What the exercise asks →
Rescale the listing between the lines holding "Our automated classifier says the hedge" and "21;200;58;223", inclusive, repeating every line, requests included, with each bounding-box coordinate multiplied by 0.4 and rounded to a whole number, halves up. Return only those lines.

Record extracts →

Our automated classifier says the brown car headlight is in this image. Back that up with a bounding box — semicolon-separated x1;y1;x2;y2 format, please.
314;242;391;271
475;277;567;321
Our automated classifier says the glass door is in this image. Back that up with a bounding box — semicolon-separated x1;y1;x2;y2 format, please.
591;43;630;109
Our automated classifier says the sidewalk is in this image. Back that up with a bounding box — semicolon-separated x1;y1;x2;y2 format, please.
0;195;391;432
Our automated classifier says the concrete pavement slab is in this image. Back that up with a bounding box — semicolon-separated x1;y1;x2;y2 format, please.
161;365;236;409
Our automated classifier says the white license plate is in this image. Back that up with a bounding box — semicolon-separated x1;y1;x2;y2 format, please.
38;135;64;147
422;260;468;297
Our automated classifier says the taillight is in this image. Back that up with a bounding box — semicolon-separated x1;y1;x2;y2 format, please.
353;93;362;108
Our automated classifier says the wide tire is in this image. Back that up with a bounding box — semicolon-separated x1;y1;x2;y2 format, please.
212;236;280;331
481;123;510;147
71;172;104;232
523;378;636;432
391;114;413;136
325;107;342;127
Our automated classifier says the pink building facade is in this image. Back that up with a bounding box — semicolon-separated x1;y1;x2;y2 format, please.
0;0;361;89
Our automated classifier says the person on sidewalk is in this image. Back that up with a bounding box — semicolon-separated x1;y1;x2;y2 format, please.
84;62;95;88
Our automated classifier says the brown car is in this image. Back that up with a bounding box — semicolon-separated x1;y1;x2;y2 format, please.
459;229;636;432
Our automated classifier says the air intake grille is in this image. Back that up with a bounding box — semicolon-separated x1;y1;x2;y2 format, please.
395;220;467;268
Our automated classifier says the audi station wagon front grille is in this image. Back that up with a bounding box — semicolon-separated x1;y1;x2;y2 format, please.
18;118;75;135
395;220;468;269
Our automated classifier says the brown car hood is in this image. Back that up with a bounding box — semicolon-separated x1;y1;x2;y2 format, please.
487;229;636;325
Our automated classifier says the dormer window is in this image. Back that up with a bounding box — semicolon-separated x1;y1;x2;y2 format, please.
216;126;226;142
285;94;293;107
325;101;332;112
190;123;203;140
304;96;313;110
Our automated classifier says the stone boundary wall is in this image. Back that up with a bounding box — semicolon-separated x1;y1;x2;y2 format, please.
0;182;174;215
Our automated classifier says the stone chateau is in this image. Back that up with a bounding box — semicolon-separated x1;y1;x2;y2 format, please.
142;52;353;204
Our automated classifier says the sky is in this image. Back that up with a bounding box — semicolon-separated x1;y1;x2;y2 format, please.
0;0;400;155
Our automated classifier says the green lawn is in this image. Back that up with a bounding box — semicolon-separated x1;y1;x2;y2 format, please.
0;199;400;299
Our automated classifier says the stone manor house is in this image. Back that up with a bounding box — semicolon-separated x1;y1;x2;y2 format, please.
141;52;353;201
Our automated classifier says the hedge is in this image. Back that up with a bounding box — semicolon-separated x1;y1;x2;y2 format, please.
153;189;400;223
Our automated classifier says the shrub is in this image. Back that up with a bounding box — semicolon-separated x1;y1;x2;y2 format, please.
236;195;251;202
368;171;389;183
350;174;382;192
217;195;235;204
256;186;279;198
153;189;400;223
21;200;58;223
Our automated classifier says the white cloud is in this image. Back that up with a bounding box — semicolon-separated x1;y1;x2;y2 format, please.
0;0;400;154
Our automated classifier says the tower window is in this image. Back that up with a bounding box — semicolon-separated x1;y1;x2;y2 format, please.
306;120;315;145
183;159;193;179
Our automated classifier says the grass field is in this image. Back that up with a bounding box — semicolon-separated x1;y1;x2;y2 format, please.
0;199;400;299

Result of the task →
Our automated classifier says the hedge is in this image. Back that up with a bounding box — semicolon-separated x1;y1;x2;y2 format, please.
61;76;160;89
Our automated classifier says the shrub is in this image. Back that up with a bounding box — semicolon-separated x1;y1;x2;y2 format, please.
94;78;100;81
147;68;156;73
140;70;153;77
87;78;94;82
102;74;112;79
61;76;160;89
8;80;23;89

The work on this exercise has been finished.